▸ **EXERCISES TO COMPLETE**
1 > Return everything from "Since virtual governors" down to "of virtual governors." in the passage on virtual governors, copied exactly.
2 > In the passage on virtual governors, who is credited with the term "virtual governor"?

▸ **PASSAGE TO READ**
• • • •
The Cartesian product as a virtual governor
A virtual governor is a system-level preference embodied in the relationships between the members of the system. The old, canonical example of a virtual governor is Adam Smith’s invisible hand: the coordinating forces of the economy guide people to behave according to a single economy-wide plan. The person whose plan that is is the same person whose invisible hand guides our behavior, aka, the virtual governor.
The term “virtual governor” comes from Norbert Wiener, the father of cybernetics, who observed that a system of electrical generators behaved as if their was a system-level governor that managed the system more accurately than the governor of any individual generator. Since this system-level governor doesn’t have a concrete existence but exists among the relationships in the systems, he called it a virtual governor.
Since virtual governors exist among systems of inanimate objects such as electrical governors, they might be much more common than one might ordinarily expect. I think that mathematical structures such as the Cartesian product are also examples of virtual governors.
To see this, observe that the Cartesian product A x B is a kind of template for how to organize sets: If you have sets A and B, then the set labeled A x B with functions π1 and π2 to A and B, respectively is the Cartesian product of A and B when for all other sets X with functions f and g to A and B respectively, there is a unique function k from X to A x B such that the following diagram commutes.
• • • •
▸ **GIVEN INFORMATION**

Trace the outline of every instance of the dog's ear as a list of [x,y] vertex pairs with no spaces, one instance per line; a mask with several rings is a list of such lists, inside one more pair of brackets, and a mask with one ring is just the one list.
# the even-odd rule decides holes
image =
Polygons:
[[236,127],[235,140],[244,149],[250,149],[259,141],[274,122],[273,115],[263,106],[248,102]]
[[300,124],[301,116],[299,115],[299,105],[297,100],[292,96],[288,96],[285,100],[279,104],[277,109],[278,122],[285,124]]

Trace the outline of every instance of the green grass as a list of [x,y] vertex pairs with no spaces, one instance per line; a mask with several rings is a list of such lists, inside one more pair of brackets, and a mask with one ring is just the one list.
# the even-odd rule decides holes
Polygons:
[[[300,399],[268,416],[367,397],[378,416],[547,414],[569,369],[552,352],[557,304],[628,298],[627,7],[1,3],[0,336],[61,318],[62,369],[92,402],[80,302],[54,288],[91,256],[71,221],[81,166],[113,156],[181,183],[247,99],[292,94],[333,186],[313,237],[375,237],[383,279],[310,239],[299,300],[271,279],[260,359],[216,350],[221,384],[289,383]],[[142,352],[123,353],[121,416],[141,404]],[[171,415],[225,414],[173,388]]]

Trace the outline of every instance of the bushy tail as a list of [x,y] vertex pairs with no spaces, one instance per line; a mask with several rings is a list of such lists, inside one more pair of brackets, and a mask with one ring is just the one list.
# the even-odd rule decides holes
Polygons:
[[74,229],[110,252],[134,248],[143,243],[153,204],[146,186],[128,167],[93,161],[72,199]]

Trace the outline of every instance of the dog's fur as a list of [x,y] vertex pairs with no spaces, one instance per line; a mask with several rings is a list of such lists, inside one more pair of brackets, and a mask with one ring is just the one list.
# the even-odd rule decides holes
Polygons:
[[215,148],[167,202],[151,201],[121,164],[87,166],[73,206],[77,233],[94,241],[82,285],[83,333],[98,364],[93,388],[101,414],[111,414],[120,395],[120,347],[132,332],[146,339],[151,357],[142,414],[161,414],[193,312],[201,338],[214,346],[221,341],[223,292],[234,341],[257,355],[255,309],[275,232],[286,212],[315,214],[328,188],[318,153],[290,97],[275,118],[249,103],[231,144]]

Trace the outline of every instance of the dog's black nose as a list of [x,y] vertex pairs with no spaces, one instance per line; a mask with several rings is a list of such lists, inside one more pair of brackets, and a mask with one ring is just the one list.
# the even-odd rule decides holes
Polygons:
• • • •
▸ **ANSWERS FOR THE TASKS**
1 >
Since virtual governors exist among systems of inanimate objects such as electrical governors, they might be much more common than one might ordinarily expect. I think that mathematical structures such as the Cartesian product are also examples of virtual governors.

2 > Norbert Wiener, the father of cybernetics.